### Problem details
Could you write out the entries below again in full, requests included, but offset every coordinate in the answers by -41 and leave the sample coordinates in the requests unchanged? Please leave the pictures out.

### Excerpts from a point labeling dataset
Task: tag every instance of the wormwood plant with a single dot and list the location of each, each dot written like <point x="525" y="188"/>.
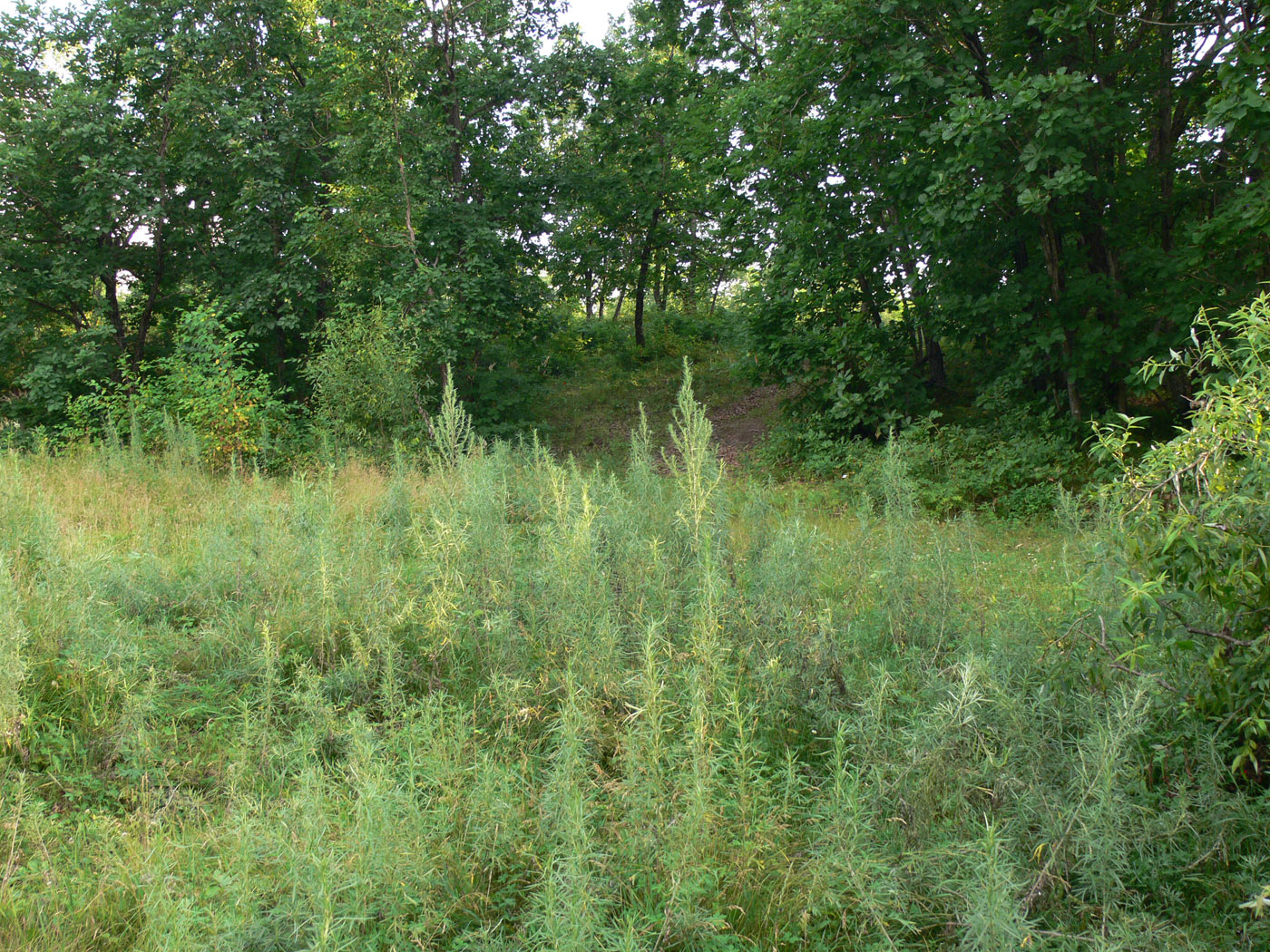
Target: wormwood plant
<point x="13" y="664"/>
<point x="497" y="701"/>
<point x="1196" y="514"/>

### Result of this task
Task: tag every instance of the wormwood plant with a single dot and list the location of each, each dot written like <point x="525" y="188"/>.
Target: wormwood plant
<point x="-28" y="623"/>
<point x="456" y="660"/>
<point x="1155" y="473"/>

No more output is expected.